- [PROBLEM TO WORK ON]
In the post on globalization, rewrite the passage that begins with "With those words, Davison" and ends with "in May, 1988.", changing "senior economist" to "staff economist".

- [EXERCISE TEXT]

Originally posted by stephinrazin
Globalization has allowed for a great deal of amazing, and at the same time terrible things to occur.
What does this have to do with me? Did you ever think how is it walmart is profitable? How can it cost five dollars for a pair of shoes that has been shipped by plane, train, and automobile all the way from China? It had to be shipped using how much fuel, coal, or other resource? How can this possible be profitable?
If you have to pay nothing, or next to nothing labor your profit margin looks pretty good.
If you buy an article of clothing, toy, electronic, or countless other goods think about it. Do I really need this? Do I need this toy knowing that it means a fellow human being suffered to make it? All that keeps the sweat shops going is the fact that the Western world buys stuff we do not need. Is having the newest I phone worth the fact that central African peasants had to mine for rare metals in unsafe conditions? Is a new set of shoes worth knowing a child had to work 16 hours at a machine instead of going to school?
It could all end tomorrow. All we have to do is stop buying stuff that will never make us happy in the first place.
"Today I resigned from the staff of the International Monetary Fund after over 12 years, and after 1000 days of official fund work in the field, hawking your medicine and your bag of tricks to governments and to peoples in Latin America and the Caribbean and Africa. To me, resignation is a priceless liberation, for with it I have taken the first big step to that place where I may hope to wash my hands of what in my mind's eye is the blood of millions of poor and starving peoples. Mr. Camdessus, the blood is so much, you know, it runs in rivers. It dries up too; it cakes all over me; sometimes I feel that there is not enough soap in the whole world to cleanse me from the things that I did do in your name and in the name of your predecessors, and under your official seal. "
With those words, Davison Budhoo, a senior economist with the International Monetary Fund (IMF) for more than 12 years, publicly resigned in May, 1988.

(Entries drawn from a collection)
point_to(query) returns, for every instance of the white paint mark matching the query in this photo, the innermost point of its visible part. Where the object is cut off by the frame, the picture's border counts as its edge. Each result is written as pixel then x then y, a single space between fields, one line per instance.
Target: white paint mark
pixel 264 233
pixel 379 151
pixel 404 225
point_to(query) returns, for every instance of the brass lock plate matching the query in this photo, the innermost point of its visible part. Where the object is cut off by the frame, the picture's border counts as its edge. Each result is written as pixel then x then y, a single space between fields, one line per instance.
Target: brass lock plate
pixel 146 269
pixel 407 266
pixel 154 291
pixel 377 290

- [WRITTEN ANSWER]
With those words, Davison Budhoo, a staff economist with the International Monetary Fund (IMF) for more than 12 years, publicly resigned in May, 1988.